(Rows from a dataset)
Begin

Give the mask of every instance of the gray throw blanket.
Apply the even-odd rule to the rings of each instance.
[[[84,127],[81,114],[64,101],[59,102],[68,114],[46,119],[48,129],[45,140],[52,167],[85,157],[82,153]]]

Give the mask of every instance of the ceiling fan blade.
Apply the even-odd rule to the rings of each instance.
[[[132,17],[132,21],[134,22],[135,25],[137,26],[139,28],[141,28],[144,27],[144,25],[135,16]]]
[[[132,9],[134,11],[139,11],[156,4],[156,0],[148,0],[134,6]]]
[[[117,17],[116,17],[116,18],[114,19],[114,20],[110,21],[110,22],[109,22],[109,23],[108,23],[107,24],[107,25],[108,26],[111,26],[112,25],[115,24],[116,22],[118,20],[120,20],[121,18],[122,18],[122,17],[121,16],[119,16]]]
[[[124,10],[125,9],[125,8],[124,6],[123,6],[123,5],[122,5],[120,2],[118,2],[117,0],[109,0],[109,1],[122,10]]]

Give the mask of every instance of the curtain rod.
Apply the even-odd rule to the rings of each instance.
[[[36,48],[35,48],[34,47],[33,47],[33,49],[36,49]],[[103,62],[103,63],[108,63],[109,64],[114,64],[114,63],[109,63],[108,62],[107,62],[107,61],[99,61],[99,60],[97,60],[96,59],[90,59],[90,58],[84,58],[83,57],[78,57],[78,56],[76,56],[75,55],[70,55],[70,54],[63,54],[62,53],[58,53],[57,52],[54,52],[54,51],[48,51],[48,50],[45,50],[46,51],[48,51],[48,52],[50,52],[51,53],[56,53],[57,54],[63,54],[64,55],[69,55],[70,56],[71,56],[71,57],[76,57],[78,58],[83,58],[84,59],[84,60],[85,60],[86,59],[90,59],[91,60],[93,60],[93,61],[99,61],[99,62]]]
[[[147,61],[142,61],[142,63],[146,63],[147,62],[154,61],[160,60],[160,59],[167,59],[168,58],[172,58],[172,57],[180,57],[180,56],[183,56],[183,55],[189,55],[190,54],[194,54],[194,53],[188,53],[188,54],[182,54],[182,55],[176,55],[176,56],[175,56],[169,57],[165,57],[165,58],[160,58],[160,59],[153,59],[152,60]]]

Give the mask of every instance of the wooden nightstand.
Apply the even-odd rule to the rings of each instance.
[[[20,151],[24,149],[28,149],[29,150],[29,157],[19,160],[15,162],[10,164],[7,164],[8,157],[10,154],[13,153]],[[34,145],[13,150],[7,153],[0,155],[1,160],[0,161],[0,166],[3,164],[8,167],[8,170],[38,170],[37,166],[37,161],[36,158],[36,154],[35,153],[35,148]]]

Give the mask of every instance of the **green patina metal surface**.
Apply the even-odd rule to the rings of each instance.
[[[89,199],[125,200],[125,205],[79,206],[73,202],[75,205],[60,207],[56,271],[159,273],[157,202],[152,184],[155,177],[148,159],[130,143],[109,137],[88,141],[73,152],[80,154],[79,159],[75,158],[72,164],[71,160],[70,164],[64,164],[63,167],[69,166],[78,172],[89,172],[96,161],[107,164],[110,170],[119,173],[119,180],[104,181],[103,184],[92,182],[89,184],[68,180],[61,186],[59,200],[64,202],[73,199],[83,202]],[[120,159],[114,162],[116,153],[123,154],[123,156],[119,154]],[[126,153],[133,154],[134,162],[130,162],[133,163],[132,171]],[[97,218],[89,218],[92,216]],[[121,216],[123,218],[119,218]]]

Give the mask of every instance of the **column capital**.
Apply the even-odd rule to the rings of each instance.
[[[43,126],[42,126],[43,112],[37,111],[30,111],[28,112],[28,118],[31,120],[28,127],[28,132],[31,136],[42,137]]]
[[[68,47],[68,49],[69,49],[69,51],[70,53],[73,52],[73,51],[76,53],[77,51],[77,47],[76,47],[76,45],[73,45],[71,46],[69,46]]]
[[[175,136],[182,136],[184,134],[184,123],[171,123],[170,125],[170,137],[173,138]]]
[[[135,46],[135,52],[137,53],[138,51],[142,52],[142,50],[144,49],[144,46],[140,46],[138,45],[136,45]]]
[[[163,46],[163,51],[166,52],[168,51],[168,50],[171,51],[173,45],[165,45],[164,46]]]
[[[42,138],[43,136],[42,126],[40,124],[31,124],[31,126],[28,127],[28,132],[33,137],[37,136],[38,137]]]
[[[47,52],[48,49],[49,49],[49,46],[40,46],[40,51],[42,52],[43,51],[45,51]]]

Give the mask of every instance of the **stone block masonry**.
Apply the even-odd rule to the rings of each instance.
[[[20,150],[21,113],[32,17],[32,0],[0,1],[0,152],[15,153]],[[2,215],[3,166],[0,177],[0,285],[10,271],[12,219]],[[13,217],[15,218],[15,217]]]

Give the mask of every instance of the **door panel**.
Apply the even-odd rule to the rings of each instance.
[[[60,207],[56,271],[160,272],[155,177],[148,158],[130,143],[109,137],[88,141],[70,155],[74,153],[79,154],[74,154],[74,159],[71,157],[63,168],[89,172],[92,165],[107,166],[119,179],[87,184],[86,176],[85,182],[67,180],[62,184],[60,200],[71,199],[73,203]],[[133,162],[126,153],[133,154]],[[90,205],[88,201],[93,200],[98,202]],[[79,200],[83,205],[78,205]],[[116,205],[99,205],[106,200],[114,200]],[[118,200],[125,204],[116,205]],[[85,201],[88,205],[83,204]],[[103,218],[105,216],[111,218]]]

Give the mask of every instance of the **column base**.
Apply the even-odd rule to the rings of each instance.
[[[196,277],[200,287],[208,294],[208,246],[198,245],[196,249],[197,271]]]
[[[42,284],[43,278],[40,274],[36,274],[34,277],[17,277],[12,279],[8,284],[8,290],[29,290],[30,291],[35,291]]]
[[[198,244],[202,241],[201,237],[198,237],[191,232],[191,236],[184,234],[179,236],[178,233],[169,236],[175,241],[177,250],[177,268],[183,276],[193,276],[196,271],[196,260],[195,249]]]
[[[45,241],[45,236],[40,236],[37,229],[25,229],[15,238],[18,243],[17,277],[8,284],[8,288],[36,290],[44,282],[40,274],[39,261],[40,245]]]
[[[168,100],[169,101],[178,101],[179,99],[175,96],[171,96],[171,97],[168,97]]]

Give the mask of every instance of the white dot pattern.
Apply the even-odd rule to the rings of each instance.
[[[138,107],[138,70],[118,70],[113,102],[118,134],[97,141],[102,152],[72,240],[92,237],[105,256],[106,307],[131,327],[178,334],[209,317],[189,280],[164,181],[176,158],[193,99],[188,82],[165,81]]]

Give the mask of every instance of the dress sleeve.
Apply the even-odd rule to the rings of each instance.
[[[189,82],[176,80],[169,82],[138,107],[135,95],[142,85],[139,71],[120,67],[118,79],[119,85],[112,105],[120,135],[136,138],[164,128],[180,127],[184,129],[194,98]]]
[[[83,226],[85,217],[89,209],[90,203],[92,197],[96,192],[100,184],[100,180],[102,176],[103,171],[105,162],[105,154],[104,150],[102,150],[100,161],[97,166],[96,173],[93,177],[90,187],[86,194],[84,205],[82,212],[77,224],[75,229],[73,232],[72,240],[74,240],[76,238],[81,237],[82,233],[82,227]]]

End

Reproduce every line of the material above, word for word and in the same order.

Give the mask of every instance of the gray throw blanket.
Apply the even-odd rule to the rings of each instance.
[[[84,127],[81,114],[64,101],[59,102],[68,114],[46,119],[48,129],[45,140],[52,167],[85,157],[82,153]]]

Give the mask of every instance of the ceiling fan blade.
Apply the even-odd rule to the rings of each instance.
[[[132,17],[132,21],[134,22],[135,25],[137,26],[139,28],[141,28],[144,27],[144,25],[135,16]]]
[[[132,9],[134,11],[139,11],[156,4],[156,0],[148,0],[134,6]]]
[[[117,17],[116,17],[116,18],[114,19],[114,20],[110,21],[110,22],[109,22],[109,23],[108,23],[107,24],[107,25],[108,26],[111,26],[112,25],[115,24],[116,22],[118,20],[120,20],[121,18],[122,18],[122,17],[121,16],[119,16]]]
[[[124,10],[125,9],[125,8],[124,6],[123,6],[123,5],[122,5],[120,2],[118,2],[117,0],[109,0],[109,1],[122,10]]]

Give the mask of every instance of the curtain rod.
Apply the even-odd rule to the rings of each instance.
[[[36,48],[35,48],[34,47],[33,47],[33,49],[36,49]],[[103,62],[103,63],[108,63],[109,64],[114,64],[114,63],[109,63],[108,62],[107,62],[107,61],[99,61],[99,60],[97,60],[96,59],[90,59],[90,58],[84,58],[83,57],[78,57],[78,56],[76,56],[75,55],[70,55],[70,54],[63,54],[62,53],[58,53],[57,52],[54,52],[54,51],[48,51],[48,50],[45,50],[46,51],[48,51],[48,52],[50,52],[51,53],[56,53],[57,54],[63,54],[64,55],[69,55],[70,56],[71,56],[71,57],[76,57],[78,58],[83,58],[84,59],[84,60],[85,60],[86,59],[90,59],[91,60],[93,60],[93,61],[99,61],[99,62]]]
[[[147,61],[142,61],[142,63],[146,63],[147,62],[154,61],[160,60],[160,59],[167,59],[168,58],[172,58],[172,57],[180,57],[180,56],[183,56],[183,55],[189,55],[190,54],[194,54],[194,53],[188,53],[188,54],[182,54],[182,55],[176,55],[176,56],[175,56],[169,57],[165,57],[165,58],[160,58],[160,59],[153,59],[152,60]]]

Give the mask of every instance of the wooden nightstand.
Apply the even-odd rule to the rings of each instance.
[[[20,151],[24,149],[28,149],[29,150],[29,157],[19,160],[15,162],[10,164],[7,164],[8,157],[10,154],[13,153]],[[34,145],[13,150],[7,153],[0,155],[1,160],[0,161],[0,166],[3,164],[8,167],[8,170],[38,170],[37,166],[37,161],[36,158],[36,154],[35,153],[35,148]]]

Give the mask of every instance of the **green patina metal surface**.
Apply the even-odd rule to the rings of each instance.
[[[89,199],[125,200],[125,205],[79,206],[73,202],[75,205],[60,207],[56,271],[159,273],[157,202],[152,184],[155,177],[148,159],[130,143],[109,137],[88,141],[73,152],[80,154],[79,159],[75,158],[72,164],[71,160],[70,164],[64,164],[63,167],[69,166],[78,172],[89,172],[96,161],[107,164],[110,170],[119,173],[119,180],[104,181],[103,184],[92,182],[89,184],[68,180],[61,186],[59,200],[64,202],[73,199],[83,202]],[[120,159],[114,162],[116,153],[123,154],[123,156],[119,154]],[[126,153],[133,154],[134,162],[130,162],[133,163],[132,171]],[[97,218],[89,218],[92,216]],[[121,216],[123,218],[119,218]]]

Give the mask of every instance of the **column capital**.
Apply the even-odd rule to the rings of each instance.
[[[43,126],[42,126],[43,112],[37,111],[30,111],[28,112],[28,118],[31,120],[28,127],[28,132],[31,136],[42,137]]]
[[[68,47],[68,49],[69,49],[69,51],[70,53],[73,52],[73,51],[76,53],[77,51],[77,47],[76,47],[76,45],[73,45],[71,46],[69,46]]]
[[[175,136],[182,136],[184,134],[184,123],[171,123],[170,125],[170,137],[173,138]]]
[[[135,46],[135,52],[137,53],[138,51],[142,52],[142,50],[144,49],[144,46],[140,46],[138,45],[136,45]]]
[[[163,46],[163,51],[166,52],[168,51],[168,50],[171,51],[173,45],[165,45],[164,46]]]
[[[42,138],[43,136],[42,126],[40,124],[31,124],[31,126],[28,127],[28,132],[33,137],[37,136],[38,137]]]
[[[47,52],[48,49],[49,49],[49,46],[40,46],[40,51],[42,52],[43,51],[45,51]]]

Give the mask of every instance of the **stone block masonry**.
Apply the even-odd rule to the rings of each instance.
[[[20,150],[21,113],[32,17],[32,0],[0,1],[0,152],[15,153]],[[2,215],[3,166],[0,177],[0,285],[10,271],[12,219]],[[13,217],[15,218],[15,217]]]

Give the mask of every instance of the **door panel**.
Apply the even-odd rule to the rings of each instance.
[[[60,207],[56,271],[160,272],[155,177],[148,158],[130,143],[109,137],[88,141],[70,155],[74,153],[79,154],[74,154],[74,159],[71,157],[63,168],[89,172],[92,165],[107,166],[119,179],[87,184],[86,176],[85,182],[67,180],[62,184],[60,200],[71,199],[73,203]],[[133,162],[126,153],[133,154]],[[90,205],[88,201],[93,200],[98,202]],[[79,200],[83,205],[78,205]],[[116,205],[99,205],[106,200],[114,200]],[[118,200],[125,204],[116,205]],[[85,201],[88,205],[83,204]],[[103,218],[105,216],[111,218]]]

Give the mask of every instance of the **column base**.
Apply the even-odd rule to the rings of each instance.
[[[196,277],[200,287],[208,294],[208,246],[198,245],[196,249],[197,271]]]
[[[42,284],[43,278],[40,274],[36,274],[34,277],[17,277],[12,279],[8,284],[8,290],[29,290],[30,291],[35,291]]]
[[[198,244],[202,241],[201,237],[198,237],[191,232],[191,236],[184,234],[179,236],[178,233],[169,236],[175,241],[177,250],[177,268],[183,276],[193,276],[196,271],[196,260],[195,249]]]
[[[45,241],[45,236],[40,236],[37,229],[25,229],[15,238],[18,243],[17,277],[8,284],[8,288],[36,290],[44,282],[40,274],[39,261],[40,245]]]
[[[168,100],[169,101],[178,101],[179,99],[175,96],[171,96],[171,97],[168,97]]]

Give the mask of every instance of the white dot pattern.
Apply the even-odd rule to the rings of each instance.
[[[138,107],[138,70],[118,70],[113,102],[118,134],[97,141],[102,152],[72,240],[92,237],[105,256],[106,307],[131,327],[178,334],[209,317],[189,280],[164,181],[176,158],[193,99],[188,82],[165,81]]]

Give the mask of every instance of the dress sleeve.
Apply the even-odd rule to the rings of each instance.
[[[189,82],[176,80],[169,82],[138,107],[135,95],[142,85],[139,71],[120,67],[118,79],[119,85],[112,105],[120,135],[136,138],[164,128],[180,127],[184,129],[194,98]]]
[[[83,226],[85,217],[89,209],[90,203],[92,197],[96,192],[100,184],[100,180],[102,176],[103,171],[105,162],[105,154],[104,150],[102,150],[100,161],[97,166],[96,173],[93,177],[90,187],[86,194],[84,205],[82,212],[77,224],[75,229],[73,232],[72,240],[74,240],[76,238],[81,237],[82,233],[82,227]]]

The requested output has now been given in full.